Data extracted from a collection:
※ ※ ※

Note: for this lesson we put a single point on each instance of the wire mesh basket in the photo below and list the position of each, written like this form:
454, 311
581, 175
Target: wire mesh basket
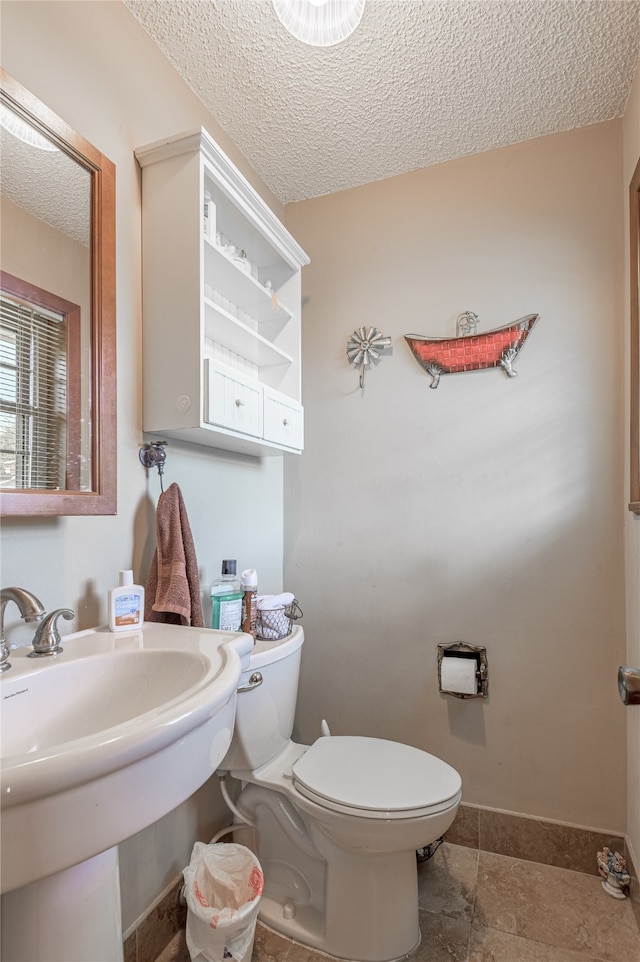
275, 623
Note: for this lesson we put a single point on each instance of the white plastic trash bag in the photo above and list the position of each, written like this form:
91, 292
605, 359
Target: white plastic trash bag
223, 885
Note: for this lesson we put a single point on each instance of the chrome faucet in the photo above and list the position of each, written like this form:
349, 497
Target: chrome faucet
46, 640
30, 608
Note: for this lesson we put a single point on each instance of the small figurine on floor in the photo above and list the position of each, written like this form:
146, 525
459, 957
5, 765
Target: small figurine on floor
613, 869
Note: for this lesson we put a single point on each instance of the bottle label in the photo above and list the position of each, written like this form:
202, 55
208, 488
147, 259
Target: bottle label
230, 614
126, 610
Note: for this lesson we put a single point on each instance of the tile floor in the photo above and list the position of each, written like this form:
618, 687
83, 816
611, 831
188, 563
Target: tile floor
480, 907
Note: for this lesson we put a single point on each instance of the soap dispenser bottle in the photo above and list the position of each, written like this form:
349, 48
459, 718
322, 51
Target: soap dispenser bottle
126, 604
226, 599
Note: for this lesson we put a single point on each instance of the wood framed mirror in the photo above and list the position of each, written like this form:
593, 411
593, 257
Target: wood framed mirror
634, 222
57, 300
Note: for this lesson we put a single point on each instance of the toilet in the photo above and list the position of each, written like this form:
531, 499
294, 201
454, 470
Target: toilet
335, 825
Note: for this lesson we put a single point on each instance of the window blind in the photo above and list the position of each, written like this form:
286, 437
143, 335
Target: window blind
33, 395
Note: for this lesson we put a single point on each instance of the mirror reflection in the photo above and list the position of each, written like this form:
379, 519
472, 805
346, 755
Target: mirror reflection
45, 312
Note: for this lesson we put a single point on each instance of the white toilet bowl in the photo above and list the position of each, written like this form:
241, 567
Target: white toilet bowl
335, 825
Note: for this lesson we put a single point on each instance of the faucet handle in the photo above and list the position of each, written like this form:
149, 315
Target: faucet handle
46, 640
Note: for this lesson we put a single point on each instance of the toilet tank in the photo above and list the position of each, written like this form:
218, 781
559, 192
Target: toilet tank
265, 714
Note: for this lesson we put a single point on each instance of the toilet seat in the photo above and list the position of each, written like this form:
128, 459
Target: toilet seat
375, 778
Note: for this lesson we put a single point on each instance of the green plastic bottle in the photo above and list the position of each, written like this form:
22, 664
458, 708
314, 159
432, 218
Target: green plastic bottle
226, 599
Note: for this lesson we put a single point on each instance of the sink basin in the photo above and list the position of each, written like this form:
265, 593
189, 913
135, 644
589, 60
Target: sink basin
105, 738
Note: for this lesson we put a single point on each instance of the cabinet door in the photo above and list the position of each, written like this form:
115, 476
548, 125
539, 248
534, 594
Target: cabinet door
283, 420
232, 402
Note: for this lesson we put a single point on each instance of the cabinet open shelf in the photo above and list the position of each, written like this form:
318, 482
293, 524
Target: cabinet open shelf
238, 336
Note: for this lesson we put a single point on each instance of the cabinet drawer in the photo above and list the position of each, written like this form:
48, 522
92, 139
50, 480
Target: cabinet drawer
233, 403
283, 420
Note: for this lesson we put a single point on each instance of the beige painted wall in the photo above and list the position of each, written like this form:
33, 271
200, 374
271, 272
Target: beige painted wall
488, 510
631, 129
94, 65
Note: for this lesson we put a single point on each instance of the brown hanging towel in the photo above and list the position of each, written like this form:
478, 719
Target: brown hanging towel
172, 592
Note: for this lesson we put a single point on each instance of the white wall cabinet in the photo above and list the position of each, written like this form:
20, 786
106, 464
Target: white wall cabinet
221, 307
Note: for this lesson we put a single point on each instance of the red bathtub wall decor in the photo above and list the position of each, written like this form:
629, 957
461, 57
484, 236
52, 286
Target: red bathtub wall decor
471, 352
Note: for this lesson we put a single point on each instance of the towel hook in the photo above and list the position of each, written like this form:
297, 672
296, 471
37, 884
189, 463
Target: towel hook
153, 455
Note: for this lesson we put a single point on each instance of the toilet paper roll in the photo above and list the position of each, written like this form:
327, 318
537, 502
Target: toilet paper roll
459, 675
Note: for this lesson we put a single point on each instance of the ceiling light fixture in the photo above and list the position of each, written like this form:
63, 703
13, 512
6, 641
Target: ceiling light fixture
23, 130
320, 23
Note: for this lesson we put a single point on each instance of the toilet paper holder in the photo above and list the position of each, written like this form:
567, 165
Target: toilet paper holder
460, 649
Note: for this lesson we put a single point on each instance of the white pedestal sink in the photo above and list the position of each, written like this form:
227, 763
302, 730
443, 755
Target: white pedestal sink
99, 742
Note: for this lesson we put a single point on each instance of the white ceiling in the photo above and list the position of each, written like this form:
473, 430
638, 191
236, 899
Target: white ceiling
419, 82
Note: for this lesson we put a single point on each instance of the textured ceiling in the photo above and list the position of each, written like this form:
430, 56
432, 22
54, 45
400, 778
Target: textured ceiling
419, 82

※ ※ ※

**Your goal:**
Keep the pictures out of your copy, and repeat every entry above exactly.

**Result of this task:**
Note: for this lesson we put a single point on each instance of the wire mesh basket in the photo below and list the position of each, written like this form:
454, 311
581, 175
Target: wire mesh basket
275, 623
Note: for this lesson we put a single point on each instance of the white plastic trash bag in the photo above and list the position of each, written like this form:
91, 292
605, 359
Target: white plastic trash bag
223, 885
Note: for this lesson we put a single point on each instance of the chrome faucet in the photo above and list the position of each, written like this form:
349, 497
Target: chrome faucet
46, 640
30, 608
Note: for this lesson we put a single point on each instance of the small figurine on floor in the photo above and list the position of each, written like this form:
146, 525
459, 957
5, 765
Target: small figurine on floor
613, 869
Note: for this lesson we put a single point on each instance of the bottle label in the photo above and list the position of each, written like this form:
202, 55
208, 488
147, 259
Target: bottle label
230, 614
126, 610
Note: for this lesson we put a single point on each instance of the tile floor in the photo above and list the position of each, written like this form:
618, 687
83, 816
611, 831
188, 563
Target: tile floor
480, 907
Note: for this lesson we put a single point on each instance of the soap dispenser bottle in the photo above and list the position of each, written like this form:
349, 48
459, 718
322, 51
Target: soap dispenser bottle
126, 604
226, 599
Note: for this lesson we put a single point on each instance of the wood framed mirror in the photo above and list the position of each, written like this form:
593, 411
593, 257
Target: wood framed mirror
634, 222
57, 300
Note: for this lesson we put a single point on each instance of the toilet in the photo above and list the position of each, written like this form:
531, 499
294, 201
454, 470
Target: toilet
335, 825
Note: for this lesson we put a single point on each instance of the window blind in the photo above and list the position of each, written like this form:
286, 437
143, 335
Target: window blind
33, 395
Note: for this lesson we put a single point on each instance of the mirror reflection in the photo above and list the position of each, written like this form:
379, 519
472, 805
346, 755
Target: mirror reflection
45, 312
Note: for this lesson we put a single point on each instance of the white toilet bowl in the photo above and list the position of each, written like this form:
241, 567
Target: white toilet bowl
335, 825
Note: for this lesson we put a single point on each instance of the faucet handle in the photo above and list the position of each, written like this form:
149, 315
Target: faucet handle
46, 640
Note: for this lesson we put a single point on each instance of the toilet tank in the photo above and list the position of each, written like this form:
218, 781
559, 192
Target: toilet tank
265, 714
Note: for this lesson we put a single point on each instance of the toilet seat in the photo above and list the position of each, written like this form:
128, 459
Target: toilet seat
375, 778
Note: for this lesson we put a single point on each instance of the green plastic bottle in the photo above and list the position of each, written like this form:
22, 664
458, 708
314, 159
432, 218
Target: green plastic bottle
226, 599
Note: for this lesson we put a single point on each instance of the sink basin in the photo above and list the position of each, written like this form:
265, 593
189, 913
135, 644
589, 60
Target: sink basin
105, 738
Note: for this lesson we put a single point on each instance of the cabinet door in the photo above and list the position of each, written like this form:
115, 476
548, 125
539, 248
534, 594
Target: cabinet door
283, 420
232, 402
Note: for this lesson we put a single point on each instance of the cabinet open shelf in the photo above and list the position of each, written like this form:
318, 482
293, 524
Target: cabinet open shelf
238, 336
Note: for this lesson we put a single point on each instance of the cabinet drawer in the photo above and list the position of each, written like this form:
48, 522
92, 139
50, 480
Target: cabinet drawer
233, 403
283, 420
Note: for this lesson we put a single point on each instance of the beige painted wall in the photo above and list the position of each, written like this form:
33, 271
200, 374
271, 272
Target: beige painted wall
488, 510
631, 129
94, 65
Note: for this lesson we put a single point on each instance of the brown hanging towel in the photo above and list the position of each, written like this form:
478, 719
Target: brown hanging towel
172, 592
Note: for this lesson we put a single point on each instance of the white wall cabinet in the photo above and list the position of each, written like this form:
20, 786
106, 464
Target: white wall cabinet
221, 307
Note: for this lesson we put a single point on each instance of the red bathtub wall decor in the photo above and list the position of each, written like this form:
629, 957
461, 57
484, 236
52, 286
Target: red bathtub wall decor
471, 352
Note: for this lesson we put a single point on each instance of the towel hook in the photo above and list the position of each, written like this form:
297, 672
296, 471
37, 884
189, 463
Target: towel hook
153, 455
Note: for this lesson we put a single point on each instance of the toilet paper roll in the photo above and list the position of each, written like this form:
327, 318
537, 502
Target: toilet paper roll
459, 675
Note: for this lesson we put a single point on each instance of the ceiling light fixture in the photo above and list the position of each, written like this form:
63, 703
13, 512
6, 641
Target: ceiling light fixture
23, 130
320, 23
Note: for this lesson we put a single point on each instance of the toilet paper holder in the photo above and list the position of each, written like this form:
567, 165
Target: toilet paper holder
460, 649
Note: for this lesson we put a single point on each instance of the white pedestal sink in the photo above and list the position of each, written like this form:
227, 763
302, 730
443, 755
Target: white pedestal sink
99, 742
Note: for this lesson we put a single point on each instance of the white ceiling in the photo above and list the position of each, written like this form:
473, 430
638, 191
236, 899
Target: white ceiling
419, 82
Note: for this lesson we put a single point on each instance of the textured ceiling in the photo above and list the position of each, written like this form:
430, 56
432, 22
54, 45
400, 778
Target: textured ceiling
419, 82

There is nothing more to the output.